◆ Goal of the exercise:
Filter the entries below, copying each line that contains the string "grass". Case counts.

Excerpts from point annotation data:
+++
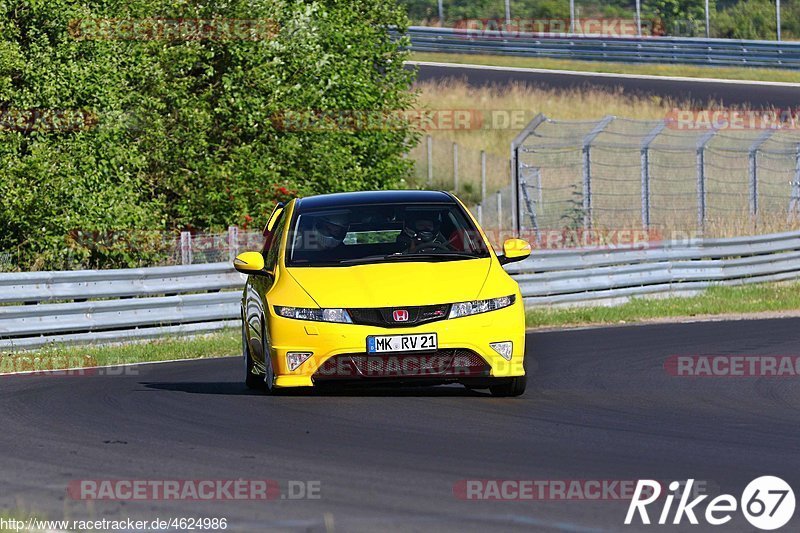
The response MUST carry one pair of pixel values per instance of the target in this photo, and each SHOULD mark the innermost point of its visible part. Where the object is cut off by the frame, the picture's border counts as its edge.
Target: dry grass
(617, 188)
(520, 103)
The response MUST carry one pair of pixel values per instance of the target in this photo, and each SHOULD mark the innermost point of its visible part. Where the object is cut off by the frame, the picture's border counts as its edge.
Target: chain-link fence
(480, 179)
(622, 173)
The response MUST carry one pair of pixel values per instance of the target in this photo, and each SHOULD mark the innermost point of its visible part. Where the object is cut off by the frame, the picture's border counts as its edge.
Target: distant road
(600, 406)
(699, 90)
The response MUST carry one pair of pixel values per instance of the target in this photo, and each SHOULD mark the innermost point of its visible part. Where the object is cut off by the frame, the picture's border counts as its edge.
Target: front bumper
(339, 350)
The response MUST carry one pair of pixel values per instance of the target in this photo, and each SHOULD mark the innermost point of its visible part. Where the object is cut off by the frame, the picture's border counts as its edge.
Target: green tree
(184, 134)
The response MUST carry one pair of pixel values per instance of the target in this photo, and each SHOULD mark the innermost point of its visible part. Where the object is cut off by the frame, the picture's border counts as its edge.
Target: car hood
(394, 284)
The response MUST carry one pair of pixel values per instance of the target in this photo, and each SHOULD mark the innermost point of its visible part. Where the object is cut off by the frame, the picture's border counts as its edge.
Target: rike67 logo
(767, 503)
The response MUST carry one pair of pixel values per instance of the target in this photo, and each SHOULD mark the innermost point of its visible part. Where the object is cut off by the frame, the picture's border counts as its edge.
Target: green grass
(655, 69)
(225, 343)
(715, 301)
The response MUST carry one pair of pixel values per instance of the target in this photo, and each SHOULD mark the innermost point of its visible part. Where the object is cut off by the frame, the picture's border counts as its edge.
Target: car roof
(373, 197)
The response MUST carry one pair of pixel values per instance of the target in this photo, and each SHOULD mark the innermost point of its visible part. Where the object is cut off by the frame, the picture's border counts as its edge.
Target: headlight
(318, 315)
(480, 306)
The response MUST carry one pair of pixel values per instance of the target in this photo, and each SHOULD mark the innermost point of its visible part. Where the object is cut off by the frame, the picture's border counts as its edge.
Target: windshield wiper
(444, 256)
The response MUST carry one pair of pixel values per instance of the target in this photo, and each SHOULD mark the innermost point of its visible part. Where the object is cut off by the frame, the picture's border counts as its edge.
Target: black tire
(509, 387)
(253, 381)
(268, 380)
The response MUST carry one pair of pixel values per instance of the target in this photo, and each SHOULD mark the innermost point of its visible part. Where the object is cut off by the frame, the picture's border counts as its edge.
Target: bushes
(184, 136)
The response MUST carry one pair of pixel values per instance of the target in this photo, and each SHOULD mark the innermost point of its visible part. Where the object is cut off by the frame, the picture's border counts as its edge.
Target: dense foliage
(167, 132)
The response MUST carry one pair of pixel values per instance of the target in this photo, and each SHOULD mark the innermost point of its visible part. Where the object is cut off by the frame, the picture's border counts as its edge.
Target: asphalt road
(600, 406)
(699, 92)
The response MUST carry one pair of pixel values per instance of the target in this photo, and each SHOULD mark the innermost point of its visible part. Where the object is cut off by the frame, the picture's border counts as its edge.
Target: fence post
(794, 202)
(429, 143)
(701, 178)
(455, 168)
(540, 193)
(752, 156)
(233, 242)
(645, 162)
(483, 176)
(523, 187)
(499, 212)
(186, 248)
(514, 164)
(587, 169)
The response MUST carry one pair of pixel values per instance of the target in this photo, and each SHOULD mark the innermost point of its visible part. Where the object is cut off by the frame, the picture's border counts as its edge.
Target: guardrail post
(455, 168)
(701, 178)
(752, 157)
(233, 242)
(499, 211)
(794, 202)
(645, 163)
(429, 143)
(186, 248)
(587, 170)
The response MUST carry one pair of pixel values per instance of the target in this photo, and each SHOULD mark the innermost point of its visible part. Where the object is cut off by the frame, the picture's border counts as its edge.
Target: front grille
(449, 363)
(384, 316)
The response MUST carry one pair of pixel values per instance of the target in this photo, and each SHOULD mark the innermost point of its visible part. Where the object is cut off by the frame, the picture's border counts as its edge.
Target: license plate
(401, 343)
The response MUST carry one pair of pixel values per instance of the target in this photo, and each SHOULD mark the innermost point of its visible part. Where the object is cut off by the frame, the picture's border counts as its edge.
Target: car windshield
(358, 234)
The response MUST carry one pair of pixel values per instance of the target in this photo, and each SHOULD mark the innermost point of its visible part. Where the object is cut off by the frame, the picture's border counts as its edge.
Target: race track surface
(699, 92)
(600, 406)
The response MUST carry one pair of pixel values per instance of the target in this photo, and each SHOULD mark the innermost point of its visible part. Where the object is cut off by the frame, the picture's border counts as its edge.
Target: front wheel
+++
◆ Full solution:
Target: dry grass
Target: green grass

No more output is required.